SUPPLIED RECORDS:
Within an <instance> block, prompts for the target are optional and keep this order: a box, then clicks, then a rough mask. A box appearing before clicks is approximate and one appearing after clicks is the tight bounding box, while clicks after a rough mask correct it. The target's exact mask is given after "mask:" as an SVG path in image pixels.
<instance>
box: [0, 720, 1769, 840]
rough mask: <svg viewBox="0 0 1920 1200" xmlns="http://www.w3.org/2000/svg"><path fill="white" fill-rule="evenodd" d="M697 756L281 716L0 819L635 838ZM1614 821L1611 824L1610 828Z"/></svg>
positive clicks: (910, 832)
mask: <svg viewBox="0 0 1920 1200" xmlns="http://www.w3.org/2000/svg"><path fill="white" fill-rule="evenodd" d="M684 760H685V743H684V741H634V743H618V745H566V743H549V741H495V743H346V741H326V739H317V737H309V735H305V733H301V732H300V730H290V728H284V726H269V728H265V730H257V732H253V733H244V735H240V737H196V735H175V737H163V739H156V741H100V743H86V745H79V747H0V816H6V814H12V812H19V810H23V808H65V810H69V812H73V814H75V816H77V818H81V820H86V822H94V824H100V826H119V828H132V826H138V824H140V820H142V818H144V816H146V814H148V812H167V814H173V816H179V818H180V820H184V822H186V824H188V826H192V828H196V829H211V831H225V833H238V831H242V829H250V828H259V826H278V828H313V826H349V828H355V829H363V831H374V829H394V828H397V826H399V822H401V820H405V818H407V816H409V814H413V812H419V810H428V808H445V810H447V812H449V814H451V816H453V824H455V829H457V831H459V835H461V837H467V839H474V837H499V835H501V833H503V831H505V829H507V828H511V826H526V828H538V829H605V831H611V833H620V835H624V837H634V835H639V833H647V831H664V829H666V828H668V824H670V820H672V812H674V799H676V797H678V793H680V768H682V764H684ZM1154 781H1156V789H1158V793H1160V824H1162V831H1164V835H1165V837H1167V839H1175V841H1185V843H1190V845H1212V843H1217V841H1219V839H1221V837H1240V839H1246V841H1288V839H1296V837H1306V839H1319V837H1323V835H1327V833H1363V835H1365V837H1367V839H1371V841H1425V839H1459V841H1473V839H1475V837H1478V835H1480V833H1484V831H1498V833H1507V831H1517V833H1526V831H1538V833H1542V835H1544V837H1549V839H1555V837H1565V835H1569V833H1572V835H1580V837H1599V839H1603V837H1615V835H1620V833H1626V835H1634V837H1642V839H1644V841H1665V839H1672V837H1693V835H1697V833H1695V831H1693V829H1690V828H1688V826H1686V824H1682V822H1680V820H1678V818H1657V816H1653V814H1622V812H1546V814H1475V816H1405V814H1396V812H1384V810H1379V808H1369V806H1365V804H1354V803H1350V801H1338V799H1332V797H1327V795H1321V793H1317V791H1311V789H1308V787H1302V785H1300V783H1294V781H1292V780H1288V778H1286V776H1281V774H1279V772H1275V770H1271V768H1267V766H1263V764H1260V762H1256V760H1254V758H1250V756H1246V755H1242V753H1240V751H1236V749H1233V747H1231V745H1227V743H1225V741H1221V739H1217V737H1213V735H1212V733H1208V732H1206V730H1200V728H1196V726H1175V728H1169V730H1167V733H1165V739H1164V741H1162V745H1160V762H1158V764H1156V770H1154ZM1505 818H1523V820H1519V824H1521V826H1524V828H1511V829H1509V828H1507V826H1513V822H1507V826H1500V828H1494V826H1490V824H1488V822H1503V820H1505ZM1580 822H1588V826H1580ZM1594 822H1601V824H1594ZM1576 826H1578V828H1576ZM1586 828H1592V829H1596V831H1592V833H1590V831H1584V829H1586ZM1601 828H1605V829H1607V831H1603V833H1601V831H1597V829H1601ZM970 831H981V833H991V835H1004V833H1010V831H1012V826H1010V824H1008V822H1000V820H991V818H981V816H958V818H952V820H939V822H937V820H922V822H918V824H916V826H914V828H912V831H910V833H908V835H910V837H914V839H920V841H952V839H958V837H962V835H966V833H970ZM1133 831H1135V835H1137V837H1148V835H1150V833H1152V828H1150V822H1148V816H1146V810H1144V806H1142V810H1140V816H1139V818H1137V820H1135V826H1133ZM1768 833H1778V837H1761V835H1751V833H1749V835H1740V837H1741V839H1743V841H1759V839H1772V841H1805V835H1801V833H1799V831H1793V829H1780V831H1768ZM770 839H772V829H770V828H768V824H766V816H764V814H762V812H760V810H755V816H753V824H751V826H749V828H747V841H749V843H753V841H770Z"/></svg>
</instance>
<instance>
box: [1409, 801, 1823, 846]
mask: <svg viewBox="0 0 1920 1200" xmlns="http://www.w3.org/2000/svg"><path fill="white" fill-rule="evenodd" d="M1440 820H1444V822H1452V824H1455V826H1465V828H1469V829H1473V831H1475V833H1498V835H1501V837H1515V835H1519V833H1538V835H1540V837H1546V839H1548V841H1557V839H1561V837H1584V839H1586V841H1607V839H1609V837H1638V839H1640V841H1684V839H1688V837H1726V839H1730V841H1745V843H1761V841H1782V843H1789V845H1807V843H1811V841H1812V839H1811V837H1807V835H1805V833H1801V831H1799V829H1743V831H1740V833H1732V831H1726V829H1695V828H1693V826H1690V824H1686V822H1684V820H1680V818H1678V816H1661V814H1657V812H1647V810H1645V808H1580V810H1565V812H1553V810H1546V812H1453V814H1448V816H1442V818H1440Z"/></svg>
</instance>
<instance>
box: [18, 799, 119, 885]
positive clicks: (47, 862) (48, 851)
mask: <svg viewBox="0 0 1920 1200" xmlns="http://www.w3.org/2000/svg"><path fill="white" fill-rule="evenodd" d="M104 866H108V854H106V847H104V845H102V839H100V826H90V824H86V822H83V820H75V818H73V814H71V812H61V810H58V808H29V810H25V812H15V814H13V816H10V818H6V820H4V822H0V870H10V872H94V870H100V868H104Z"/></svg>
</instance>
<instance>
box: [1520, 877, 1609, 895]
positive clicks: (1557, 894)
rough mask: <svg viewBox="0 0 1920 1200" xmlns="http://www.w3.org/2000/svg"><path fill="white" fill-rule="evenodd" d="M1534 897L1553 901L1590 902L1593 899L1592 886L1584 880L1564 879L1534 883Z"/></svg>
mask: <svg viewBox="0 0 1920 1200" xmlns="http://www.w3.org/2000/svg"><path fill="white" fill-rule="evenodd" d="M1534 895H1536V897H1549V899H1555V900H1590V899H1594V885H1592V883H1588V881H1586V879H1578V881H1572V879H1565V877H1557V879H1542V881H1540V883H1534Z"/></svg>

EXERCISE DIRECTIONS: The complete listing is to be repeated word for word.

ANSWER TO THE PROBLEM:
Within an <instance> block, prompts for the target are optional and keep this order: a box, then clicks, then a rough mask. A box appearing before clicks is approximate and one appearing after clicks is the tight bounding box, while clicks after a rough mask correct it. The target's exact mask is given after "mask:" as an SVG path in image pixels.
<instance>
box: [0, 720, 1769, 840]
rough mask: <svg viewBox="0 0 1920 1200" xmlns="http://www.w3.org/2000/svg"><path fill="white" fill-rule="evenodd" d="M697 756L281 716L0 819L635 838ZM1614 821L1611 824L1610 828Z"/></svg>
positive clicks: (910, 832)
mask: <svg viewBox="0 0 1920 1200" xmlns="http://www.w3.org/2000/svg"><path fill="white" fill-rule="evenodd" d="M684 760H685V743H684V741H634V743H618V745H566V743H549V741H495V743H346V741H326V739H317V737H309V735H305V733H301V732H300V730H290V728H284V726H269V728H265V730H257V732H253V733H244V735H240V737H196V735H175V737H163V739H156V741H100V743H86V745H79V747H0V816H6V814H12V812H19V810H23V808H65V810H69V812H73V814H75V816H77V818H81V820H86V822H94V824H100V826H119V828H132V826H138V824H140V820H142V818H144V816H146V814H148V812H167V814H173V816H179V818H180V820H184V822H186V824H188V826H192V828H196V829H211V831H225V833H238V831H242V829H250V828H259V826H278V828H313V826H349V828H355V829H363V831H374V829H394V828H397V826H399V822H401V820H405V818H407V816H409V814H413V812H419V810H428V808H445V810H447V812H449V814H451V816H453V824H455V829H457V831H459V835H461V837H467V839H474V837H499V835H501V833H503V831H505V829H507V828H511V826H526V828H538V829H605V831H611V833H620V835H624V837H634V835H639V833H647V831H664V829H666V828H668V824H670V820H672V812H674V799H676V797H678V793H680V768H682V764H684ZM1154 781H1156V789H1158V793H1160V824H1162V831H1164V835H1165V837H1167V839H1175V841H1185V843H1190V845H1212V843H1217V841H1219V839H1221V837H1240V839H1246V841H1288V839H1296V837H1306V839H1319V837H1323V835H1327V833H1363V835H1365V837H1367V839H1371V841H1425V839H1459V841H1473V839H1475V837H1478V835H1480V833H1484V831H1498V833H1507V831H1517V833H1526V831H1538V833H1542V835H1544V837H1549V839H1555V837H1565V835H1569V833H1572V835H1580V837H1599V839H1603V837H1615V835H1620V833H1626V835H1634V837H1642V839H1644V841H1665V839H1672V837H1693V835H1697V833H1695V831H1693V829H1690V828H1688V826H1686V824H1682V822H1680V820H1678V818H1657V816H1653V814H1622V812H1546V814H1475V816H1405V814H1396V812H1384V810H1379V808H1369V806H1365V804H1354V803H1350V801H1338V799H1332V797H1327V795H1321V793H1317V791H1311V789H1308V787H1302V785H1300V783H1294V781H1292V780H1288V778H1286V776H1281V774H1279V772H1275V770H1271V768H1267V766H1263V764H1260V762H1256V760H1254V758H1250V756H1246V755H1242V753H1240V751H1236V749H1233V747H1231V745H1227V743H1225V741H1221V739H1217V737H1213V735H1212V733H1208V732H1206V730H1200V728H1196V726H1175V728H1169V730H1167V733H1165V739H1164V741H1162V745H1160V762H1158V764H1156V770H1154ZM1505 818H1523V820H1519V824H1521V826H1524V828H1511V829H1509V828H1507V826H1513V822H1507V826H1500V828H1494V826H1490V824H1488V822H1503V820H1505ZM1580 822H1588V826H1580ZM1594 822H1601V824H1594ZM1576 826H1578V828H1576ZM1586 828H1592V829H1596V831H1592V833H1590V831H1584V829H1586ZM1601 828H1605V829H1607V831H1603V833H1601V831H1597V829H1601ZM970 831H981V833H991V835H1004V833H1010V831H1012V826H1010V824H1008V822H1000V820H991V818H981V816H958V818H952V820H939V822H937V820H922V822H918V824H916V826H914V828H912V831H910V833H908V835H910V837H914V839H920V841H952V839H958V837H962V835H966V833H970ZM1133 831H1135V835H1137V837H1148V835H1150V833H1152V828H1150V822H1148V816H1146V810H1144V806H1142V810H1140V816H1139V818H1137V820H1135V826H1133ZM1768 833H1778V837H1761V835H1751V833H1749V835H1740V837H1741V839H1743V841H1759V839H1772V841H1805V835H1801V833H1799V831H1793V829H1780V831H1768ZM770 839H772V829H770V828H768V824H766V816H764V814H762V812H760V810H755V816H753V824H751V826H749V828H747V841H749V843H753V841H770Z"/></svg>
</instance>
<instance>
box: [1409, 801, 1823, 846]
mask: <svg viewBox="0 0 1920 1200" xmlns="http://www.w3.org/2000/svg"><path fill="white" fill-rule="evenodd" d="M1440 820H1444V822H1452V824H1455V826H1465V828H1469V829H1473V831H1475V833H1498V835H1501V837H1515V835H1519V833H1538V835H1540V837H1546V839H1548V841H1557V839H1561V837H1584V839H1586V841H1607V839H1609V837H1638V839H1640V841H1684V839H1688V837H1726V839H1730V841H1745V843H1761V841H1782V843H1789V845H1807V843H1811V841H1812V839H1811V837H1807V835H1805V833H1801V831H1799V829H1743V831H1740V833H1732V831H1726V829H1695V828H1693V826H1690V824H1686V822H1684V820H1680V818H1678V816H1661V814H1657V812H1647V810H1645V808H1580V810H1565V812H1553V810H1546V812H1453V814H1448V816H1442V818H1440Z"/></svg>
</instance>
<instance>
box: [18, 799, 119, 885]
positive clicks: (47, 862) (48, 851)
mask: <svg viewBox="0 0 1920 1200" xmlns="http://www.w3.org/2000/svg"><path fill="white" fill-rule="evenodd" d="M104 866H108V854H106V847H104V845H102V839H100V826H90V824H86V822H83V820H75V818H73V814H71V812H61V810H58V808H29V810H25V812H15V814H13V816H10V818H6V820H4V822H0V870H10V872H94V870H100V868H104Z"/></svg>
</instance>
<instance>
box: [1520, 877, 1609, 895]
positive clicks: (1557, 894)
rough mask: <svg viewBox="0 0 1920 1200" xmlns="http://www.w3.org/2000/svg"><path fill="white" fill-rule="evenodd" d="M1534 897L1553 901L1590 902L1593 899L1592 886L1584 880L1564 879L1534 883Z"/></svg>
mask: <svg viewBox="0 0 1920 1200" xmlns="http://www.w3.org/2000/svg"><path fill="white" fill-rule="evenodd" d="M1534 895H1536V897H1549V899H1555V900H1590V899H1594V885H1592V883H1588V881H1586V879H1578V881H1572V879H1565V877H1557V879H1542V881H1540V883H1534Z"/></svg>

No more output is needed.